La tecnologia ha inoltre “bruciato” gran parte della nostra capacità di concentrazione: è stato scientificamente dimostrato che in media l’attenzione cala dopo meno di 10 secondi. Non potrebbe essere altrimenti se si considera che, a causa delle notifiche delle app, veniamo interrotti una volta ogni 180 secondi ma che, secondo uno studio realizzato da Microsoft, impieghiamo più di 20 minuti per tornare proficuamente all’attività precedente. L’effetto di questo continuo tira e molla è a dir poco deleterio sul benessere individuale: per recuperare il tempo perso tra notifiche, gruppi WhatsApp, mail e conference call, dovremmo passare in ufficio due ore in più al giorno.
Rapporti sociali e relazioni ridotte
L’immersione nello smartphone ha altresì contribuito a determinare una minore empatia ed una maggiore superficialità nei rapporti sociali. I sociologi hanno sottolineato come da questo approccio origini una chiusura alle relazioni che si è tradotta nella diffusione di alcuni comportamenti devianti messi in atto online, dal consumo di materiale pornografico, che arriva in alcuni casi a sostituire la sessualità nella coppia, al bullismo, spesso praticato per guadagnare visibilità in rete.
···
• _Consegna scritta A_
Elenchi tutte le indicazioni di durata temporale presenti nel brano sugli effetti della tecnologia.
• _Consegna scritta B_
Prosegua il brano sugli effetti della tecnologia a partire dalla sua ultima frase.

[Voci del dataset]
···
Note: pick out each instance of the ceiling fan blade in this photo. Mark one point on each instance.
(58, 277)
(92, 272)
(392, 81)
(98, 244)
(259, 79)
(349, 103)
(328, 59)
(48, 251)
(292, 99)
···
• _Risposta scritta A_
- meno di 10 secondi
- 180 secondi
- più di 20 minuti
- due ore

• _Risposta scritta B_
Se queste sono le premesse, non stupisce che gli italiani, in compagnia degli spagnoli, siano stati i primi in Europa a manifestare una qualche forma di criticità nei confronti della tecnologia. Per esempio, quattro individui su dieci sono consapevoli di utilizzare il proprio device mobile in misura eccessiva: in ambito familiare a contestare questa pratica sono in particolare il partner (35% dal 27% dello scorso anno) ed i figli (dal 27% al 32% nel corso degli ultimi dodici mesi).
Limitazione delle libertà individuali
Proprio i giovani, sebbene più “colpiti” dalla febbre da smartphone, sembrano essere i più predisposti ad una forma di uso più misurato: più del 20% degli under 35 (contro il 5,7% degli over 65) associa la tecnologia ad una limitazione della libertà individuale. A preoccupare, nello specifico, è la gestione dei dati raccolti dai dispositivi connessi, nel timore che possano finire nelle mani degli hacker e che siano utilizzati con finalità commerciali o comunque diverse da quelle dichiarate.